Consigne A. D'après l'extrait sur les redressements de l'URSSAF, quelle chambre de la Cour de cassation a rendu les deux décisions ?

Extrait fourni.
::::
URSSAF : nouvelles précisions de la Cour de cassation
15 octobre 2020
Deux récentes affaires, suivies par le cabinet CMS Francis Lefebvre Avocats, concernant des redressements de cotisations sociales opérés par l’URSSAF viennent enfin de trouver leur épilogue devant la Cour de cassation.
La première affaire concernait les modalités de calcul des sommes qui, en cas de redressement, doivent être réintégrées dans l’assiette des cotisations (Cass. 2e civ., 24 septembre 2020, n° 19-13.194) ;
La seconde affaire portait sur le point de savoir si des soirées entre collègues, organisées par l’entreprise, pouvaient constituer ou non des frais d’entreprise (Cass. 2e civ., 8 octobre 2020, n° 19-16.898). Focus sur les principaux apports des deux décisions rendues par la deuxième chambre civile de la Cour de cassation.
::::
Entrées fournies.
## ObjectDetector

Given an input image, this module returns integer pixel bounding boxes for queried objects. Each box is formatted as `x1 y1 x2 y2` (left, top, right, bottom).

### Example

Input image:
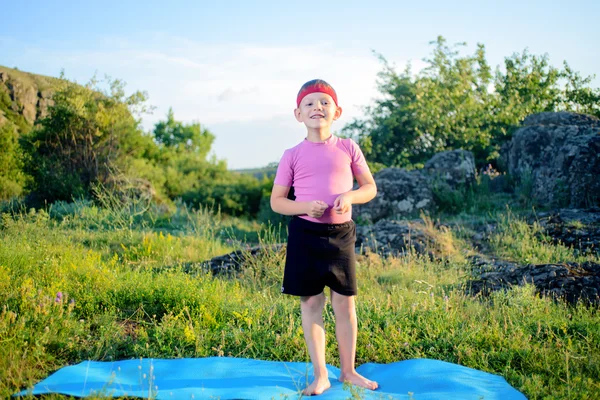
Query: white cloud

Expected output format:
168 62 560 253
9 33 426 168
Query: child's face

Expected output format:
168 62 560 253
294 92 342 129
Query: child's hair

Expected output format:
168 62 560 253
296 79 338 107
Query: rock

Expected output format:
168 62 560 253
352 168 435 222
423 150 475 189
526 207 600 255
502 112 600 208
356 220 454 259
466 255 600 304
199 244 285 275
521 111 600 126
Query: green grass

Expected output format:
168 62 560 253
0 203 600 399
490 211 600 264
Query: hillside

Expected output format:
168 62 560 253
0 66 61 132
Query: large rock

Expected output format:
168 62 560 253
503 112 600 208
466 252 600 305
353 150 475 223
352 168 434 222
423 149 475 189
356 220 455 259
0 66 59 125
199 244 286 275
527 207 600 256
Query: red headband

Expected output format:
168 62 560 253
296 83 337 107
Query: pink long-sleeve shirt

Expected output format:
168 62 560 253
275 135 369 224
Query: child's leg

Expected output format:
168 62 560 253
331 290 378 390
300 293 331 395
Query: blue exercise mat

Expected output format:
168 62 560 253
17 357 525 400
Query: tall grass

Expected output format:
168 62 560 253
489 209 600 264
0 204 600 399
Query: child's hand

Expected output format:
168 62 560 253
333 193 352 214
306 200 329 218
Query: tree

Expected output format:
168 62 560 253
342 36 600 168
20 76 149 202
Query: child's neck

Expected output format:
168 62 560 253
306 129 331 142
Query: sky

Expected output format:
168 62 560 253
0 0 600 169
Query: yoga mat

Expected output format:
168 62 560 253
17 357 526 400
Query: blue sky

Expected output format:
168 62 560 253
0 0 600 168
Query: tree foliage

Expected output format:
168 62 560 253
343 36 600 168
20 78 150 202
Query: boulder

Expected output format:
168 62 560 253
423 149 475 189
352 168 434 222
466 252 600 305
503 112 600 208
199 244 285 275
356 220 454 259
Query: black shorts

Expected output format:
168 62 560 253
281 216 357 296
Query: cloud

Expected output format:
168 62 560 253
3 33 426 168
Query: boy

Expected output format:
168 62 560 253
271 79 378 395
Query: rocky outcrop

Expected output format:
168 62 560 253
353 150 475 223
423 150 475 189
503 112 600 207
199 244 285 275
356 220 454 259
0 66 59 125
352 168 435 222
466 256 600 304
527 206 600 256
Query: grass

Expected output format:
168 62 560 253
0 198 600 399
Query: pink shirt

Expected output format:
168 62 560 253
275 135 369 224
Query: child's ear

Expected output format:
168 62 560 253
333 107 342 120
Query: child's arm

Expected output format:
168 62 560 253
271 184 328 218
333 169 377 214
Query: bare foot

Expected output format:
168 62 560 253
340 371 379 390
302 377 331 396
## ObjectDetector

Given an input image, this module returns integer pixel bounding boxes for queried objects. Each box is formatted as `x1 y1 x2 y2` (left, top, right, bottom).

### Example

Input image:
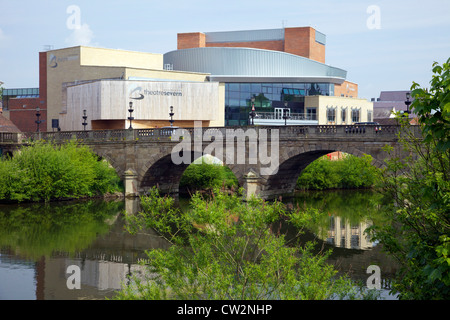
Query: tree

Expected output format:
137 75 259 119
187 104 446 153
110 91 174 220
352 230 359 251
370 59 450 299
117 189 366 299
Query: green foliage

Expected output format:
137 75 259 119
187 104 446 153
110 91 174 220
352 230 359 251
0 141 119 202
116 189 366 300
297 155 378 190
371 62 450 300
411 58 450 152
180 162 238 192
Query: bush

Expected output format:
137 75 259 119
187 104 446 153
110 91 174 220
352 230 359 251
116 189 362 300
0 142 119 202
297 155 379 190
180 162 238 192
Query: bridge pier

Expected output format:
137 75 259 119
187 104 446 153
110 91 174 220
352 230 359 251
243 170 261 200
123 169 139 198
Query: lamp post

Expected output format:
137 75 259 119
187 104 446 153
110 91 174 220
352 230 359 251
35 107 42 132
128 101 134 129
250 97 256 126
81 110 87 131
169 106 175 127
405 92 411 117
283 101 290 126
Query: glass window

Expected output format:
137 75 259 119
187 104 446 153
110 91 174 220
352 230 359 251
230 99 239 107
240 83 251 92
306 108 317 120
250 83 262 93
341 108 347 123
327 107 336 122
239 92 252 99
352 109 360 122
228 91 240 99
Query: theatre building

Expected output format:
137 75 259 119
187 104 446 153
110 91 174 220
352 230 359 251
3 27 373 131
164 27 373 125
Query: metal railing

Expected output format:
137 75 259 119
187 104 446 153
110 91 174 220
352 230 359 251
0 125 420 143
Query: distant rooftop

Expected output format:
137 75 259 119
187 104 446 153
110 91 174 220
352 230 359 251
0 114 20 132
379 90 411 101
3 88 39 98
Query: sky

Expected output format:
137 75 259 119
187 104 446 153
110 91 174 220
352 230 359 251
0 0 450 100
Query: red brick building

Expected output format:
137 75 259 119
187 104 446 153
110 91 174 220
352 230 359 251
2 52 47 132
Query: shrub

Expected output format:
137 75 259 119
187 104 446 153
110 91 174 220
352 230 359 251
0 141 119 202
297 155 379 190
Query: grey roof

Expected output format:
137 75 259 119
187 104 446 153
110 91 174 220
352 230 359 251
164 47 347 84
379 90 411 102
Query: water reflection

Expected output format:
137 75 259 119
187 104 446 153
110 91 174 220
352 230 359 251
0 191 396 300
286 190 398 288
0 199 167 300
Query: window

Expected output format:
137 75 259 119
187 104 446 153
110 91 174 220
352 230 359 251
306 108 317 120
327 107 336 123
352 109 360 122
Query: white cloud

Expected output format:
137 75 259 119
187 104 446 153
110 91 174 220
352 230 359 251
66 23 96 46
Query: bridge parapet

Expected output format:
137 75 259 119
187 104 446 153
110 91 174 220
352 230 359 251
15 125 420 143
0 132 23 143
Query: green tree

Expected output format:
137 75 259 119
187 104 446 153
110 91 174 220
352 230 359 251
370 59 450 299
297 154 379 190
117 189 364 299
180 161 238 193
0 141 120 202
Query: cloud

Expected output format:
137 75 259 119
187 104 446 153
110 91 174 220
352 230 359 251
66 23 96 46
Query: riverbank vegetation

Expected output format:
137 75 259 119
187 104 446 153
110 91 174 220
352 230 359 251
370 59 450 300
296 154 379 190
0 141 121 202
116 189 376 300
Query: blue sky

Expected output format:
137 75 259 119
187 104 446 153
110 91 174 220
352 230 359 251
0 0 450 99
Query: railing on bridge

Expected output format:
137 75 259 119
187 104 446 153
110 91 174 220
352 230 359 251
6 125 420 143
0 132 20 143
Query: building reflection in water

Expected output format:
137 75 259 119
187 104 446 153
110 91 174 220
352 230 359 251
325 216 374 250
36 199 169 300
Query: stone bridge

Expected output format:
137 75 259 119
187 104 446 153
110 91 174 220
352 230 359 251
0 126 420 199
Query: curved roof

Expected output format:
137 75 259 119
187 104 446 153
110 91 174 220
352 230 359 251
164 47 347 84
0 113 21 132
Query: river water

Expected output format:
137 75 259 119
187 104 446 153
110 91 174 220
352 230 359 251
0 190 397 300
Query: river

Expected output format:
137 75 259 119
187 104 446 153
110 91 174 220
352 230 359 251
0 190 397 300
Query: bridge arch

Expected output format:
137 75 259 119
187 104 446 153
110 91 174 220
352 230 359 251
139 151 243 194
260 144 386 199
91 148 124 182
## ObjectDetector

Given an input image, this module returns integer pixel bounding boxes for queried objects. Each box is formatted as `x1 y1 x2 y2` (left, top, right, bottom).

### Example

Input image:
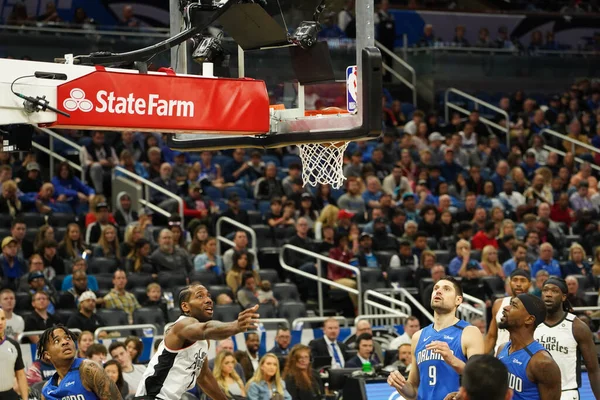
::::
Consigne B. Recopiez à l'identique les lignes des entrées, en commençant par celle qui contient « Query: lamp post » et en terminant par celle qui contient « 283 101 290 126 », ces deux lignes incluses.

Corrigé A. La deuxième chambre civile.

Corrigé B.
Query: lamp post

Expected output format:
137 75 259 119
187 104 446 153
110 91 174 220
352 230 359 251
35 107 42 132
128 101 134 129
250 97 256 126
81 110 87 131
169 106 175 127
405 92 411 117
283 101 290 126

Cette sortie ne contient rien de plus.